-- Selected text follows --

- Decades:: 1960s; 1970s; 1980s; 1990s; 2000s;
- See also:: Other events of 1985; Timeline of Singaporean history;

= 1985 in Singapore =

The following lists events that happened during 1985 in Singapore.

==Incumbents==
- President: C.V. Devan Nair (until 28 March), Wee Chong Jin (Acting) (28 to 29 March), Yeoh Ghim Seng (Acting) (29 March to 2 September), Wee Kim Wee (starting 2 September)
- Prime Minister: Lee Kuan Yew

==Events==
===January===
- January - Funan Centre opens to the public. It evolved to Funan The IT Mall, and finally Funan DigitaLife Mall, closing its doors on 30 June 2016.

===February===
- 1 February – The Small Claims Tribunal is established as part of the Subordinate Courts (present day State Courts of Singapore), which mainly deals with small claims.

===March===
- 28 March – Singapore's third President Devan Nair resigns. Chief Justice Wee Chong Jin and later Speaker of Parliament Yeoh Ghim Seng temporarily serve as acting president during that time.

===April===
- 2 April – The NTUC Pasir Ris Resort starts construction. When completed, the resort will have a wide array of recreational activities, supporting up to 1,400 people at any time. The resort is officially opened in 1988.
- 15 April – The Feedback Unit is formed to allow people to feedback their concerns to the Government. It has since been replaced by REACH in 2006.

===May===
- 16 May – The first case of HIV is diagnosed at the Communicable Diseases Centre (present day National Centre for Infectious Diseases). The patient is subsequently warded at the CDC.
- 23 May - An 18 year old student, Winnifred Teo Suan Lie became a victim of rape and murder. Her naked body was discovered in bushes by police along Old Holland Road. It remains an unsolved case.

===June===
- 24 June – The National University Hospital is opened to the public, the first government-owned hospital to be privately run.

===August===
- 30 August – Wee Kim Wee becomes the fourth President of Singapore. He takes office on 2 September.

===December===
- 2 December – The Second Series Coins are launched, with the 5-cent, 10-cent, 20-cent and 50-cent coins the first to be issued.

-- Selected text concluded --
-- Available data follows --

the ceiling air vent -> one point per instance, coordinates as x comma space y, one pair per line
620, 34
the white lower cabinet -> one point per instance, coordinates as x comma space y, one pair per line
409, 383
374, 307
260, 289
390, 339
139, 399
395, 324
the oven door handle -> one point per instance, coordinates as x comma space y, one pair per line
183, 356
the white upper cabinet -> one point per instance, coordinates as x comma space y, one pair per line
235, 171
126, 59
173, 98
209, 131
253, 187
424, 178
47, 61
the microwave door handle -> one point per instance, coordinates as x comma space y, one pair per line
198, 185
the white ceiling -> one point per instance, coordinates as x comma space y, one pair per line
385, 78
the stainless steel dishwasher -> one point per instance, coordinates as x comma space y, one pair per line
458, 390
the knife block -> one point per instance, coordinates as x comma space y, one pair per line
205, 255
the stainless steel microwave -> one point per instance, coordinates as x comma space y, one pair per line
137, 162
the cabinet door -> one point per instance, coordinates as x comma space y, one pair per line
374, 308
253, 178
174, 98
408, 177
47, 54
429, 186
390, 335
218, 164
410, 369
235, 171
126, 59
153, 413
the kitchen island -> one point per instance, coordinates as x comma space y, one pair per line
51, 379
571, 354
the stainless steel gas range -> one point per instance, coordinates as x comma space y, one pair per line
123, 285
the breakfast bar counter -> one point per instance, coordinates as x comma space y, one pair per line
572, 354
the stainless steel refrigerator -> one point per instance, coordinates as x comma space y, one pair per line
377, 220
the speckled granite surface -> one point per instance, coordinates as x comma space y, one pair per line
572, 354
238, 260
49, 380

-- Available data concluded --

Questions:
**a.** From the 1985 in Singapore list, copy everything from "- Decades:: 1960s;" down to "30 June 2016.".
**b.** According to the 1985 in Singapore list, what distinction did the National University Hospital have when it opened?
**c.** Go on with the 1985 in Singapore list from its final line.

Answer set:
**a.**
- Decades:: 1960s; 1970s; 1980s; 1990s; 2000s;
- See also:: Other events of 1985; Timeline of Singaporean history;

= 1985 in Singapore =

The following lists events that happened during 1985 in Singapore.

==Incumbents==
- President: C.V. Devan Nair (until 28 March), Wee Chong Jin (Acting) (28 to 29 March), Yeoh Ghim Seng (Acting) (29 March to 2 September), Wee Kim Wee (starting 2 September)
- Prime Minister: Lee Kuan Yew

==Events==
===January===
- January - Funan Centre opens to the public. It evolved to Funan The IT Mall, and finally Funan DigitaLife Mall, closing its doors on 30 June 2016.

**b.** It was the first government-owned hospital to be privately run.

**c.**
===Date unknown===
- Singapore slips into its first recession during that time, as well as the Pan Electric crisis. (Early 1985)
- Shop N Save starts operations as a supermarket.
- Sheng Siong starts operations as a supermarket, taking over from the Savewell supermarket chain, which closed down the following year due to financial problems.

==Births==
- 22 January – Yan Xu, table tennis player.
- 9 April – Romeo Tan, actor.
- 16 June – Andie Chen, actor.

==Deaths==
- 15 February – Chen Chong Swee, artist (b. 1910).
- 2 March – Runme Shaw, founder of Shaw Organisation and philanthropist (b. 1901).
- 14 March – Chan Tin Weng (Epsom Jeep), racing consultant and chief racing writer for The Straits Times (b. 1920).
- 4 May – George Benjamin Armstrong, former Labour Front city councillor for Stamford Constituency and the oldest election candidate in the 1984 General Election (b. 1911).
- 12 May – Song Kok Hoo, the first Asian to be the Deputy Commissioner of Police (b. 1906).
- 21 June – Ng Aik Huan, prominent businessman, Chinese community leader and member of the Nanyang University Council (b. 1908).
- 26 August – S. T. Bani, veteran trade unionist and former PAP and Barisan Sosialis legislative assemblyman for Thomson Constituency and Crawford Constituency (b. 1934).
- 15 December – Chew Swee Kee, former Minister for Education (b. 1918).
- 19 December – Wee Tock Sian, Vice-Chairman of the Singapore Hokkien Huay Kuan and a director of the United Overseas Bank (b. 1891).